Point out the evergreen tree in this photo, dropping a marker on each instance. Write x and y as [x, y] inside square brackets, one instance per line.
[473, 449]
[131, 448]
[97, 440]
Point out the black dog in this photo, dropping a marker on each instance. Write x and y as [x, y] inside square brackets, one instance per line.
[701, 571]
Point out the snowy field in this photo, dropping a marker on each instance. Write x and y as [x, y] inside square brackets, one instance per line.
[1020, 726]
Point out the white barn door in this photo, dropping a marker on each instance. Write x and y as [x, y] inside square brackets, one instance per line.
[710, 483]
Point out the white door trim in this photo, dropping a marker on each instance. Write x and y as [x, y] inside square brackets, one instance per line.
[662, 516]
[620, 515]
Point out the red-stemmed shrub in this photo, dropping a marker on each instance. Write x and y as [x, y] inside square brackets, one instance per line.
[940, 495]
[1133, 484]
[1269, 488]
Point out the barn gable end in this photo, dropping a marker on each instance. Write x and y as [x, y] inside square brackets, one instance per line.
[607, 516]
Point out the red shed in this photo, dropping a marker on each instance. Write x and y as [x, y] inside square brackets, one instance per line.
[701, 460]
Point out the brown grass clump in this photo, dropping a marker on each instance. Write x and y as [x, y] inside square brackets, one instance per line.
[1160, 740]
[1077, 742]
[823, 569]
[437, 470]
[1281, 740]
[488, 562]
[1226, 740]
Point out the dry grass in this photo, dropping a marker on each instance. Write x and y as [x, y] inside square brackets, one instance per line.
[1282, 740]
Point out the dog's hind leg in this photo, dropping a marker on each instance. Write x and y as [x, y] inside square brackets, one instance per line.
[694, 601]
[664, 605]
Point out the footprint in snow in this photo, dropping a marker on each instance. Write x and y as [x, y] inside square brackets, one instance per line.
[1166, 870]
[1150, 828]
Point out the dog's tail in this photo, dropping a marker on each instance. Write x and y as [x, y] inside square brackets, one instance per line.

*Problem requirements*
Restate the data above exactly, keeping each word as it stands.

*Finished exercise*
Point out the evergreen tree in this photo, dropping a marker on each instance. Write x and y as [x, y] inside square brackets, one instance per line.
[473, 449]
[131, 448]
[97, 440]
Point out the black dog in this photo, dropping a marker on each instance. Write x and y as [x, y] inside square brackets, one instance per line.
[701, 571]
Point out the snowy field in this photo, dropping a marker on each instance. Write x and y as [x, y] inside square brackets, one instance per line.
[1020, 726]
Point out the white barn door in this photo, dropping a marker on each instance. Write x and y as [x, y] inside square brackets, one instance per line.
[710, 483]
Point out the white door trim in this photo, dropping a marker on each instance. Write x and y as [x, y] inside square brackets, one instance per line.
[662, 516]
[620, 515]
Point out the red-stemmed shrub in this photo, dropping a marker on each instance. Write x and y as [x, y] inside square brackets, one instance per line.
[940, 495]
[1133, 484]
[1269, 488]
Point out the barn gable end in this photo, dropping a marker on each instance. Write x and y as [x, y] inside square brackets, one instance per line.
[607, 516]
Point out the red shed in this photo, dropping a marker on each instance. Write x and y as [x, y] inside square brackets, one instance per line.
[701, 460]
Point out the brown grass clump in this photo, dropping a marker on each instance. Write x and y as [x, y] inside square brackets, one instance per line.
[1160, 740]
[1077, 742]
[823, 569]
[437, 470]
[1281, 740]
[488, 562]
[1226, 740]
Point out the dry grass in this photo, dropping a marker on each instance. Write x and y as [x, y] inside square brackets, one instance per line.
[1282, 740]
Point out the dog's hind leg in this photo, dropping a marker on each instance. Write x and y as [x, y] inside square brackets, one instance per line.
[694, 601]
[664, 605]
Point out the footprint in snow in this photo, dropping a marker on each instance. Write x and y as [x, y] inside square brackets, one instance per line.
[1166, 870]
[1150, 828]
Point out the dog's tail in this photo, dropping a marker on each instance. Write x and y as [x, y] inside square brackets, one instance per line.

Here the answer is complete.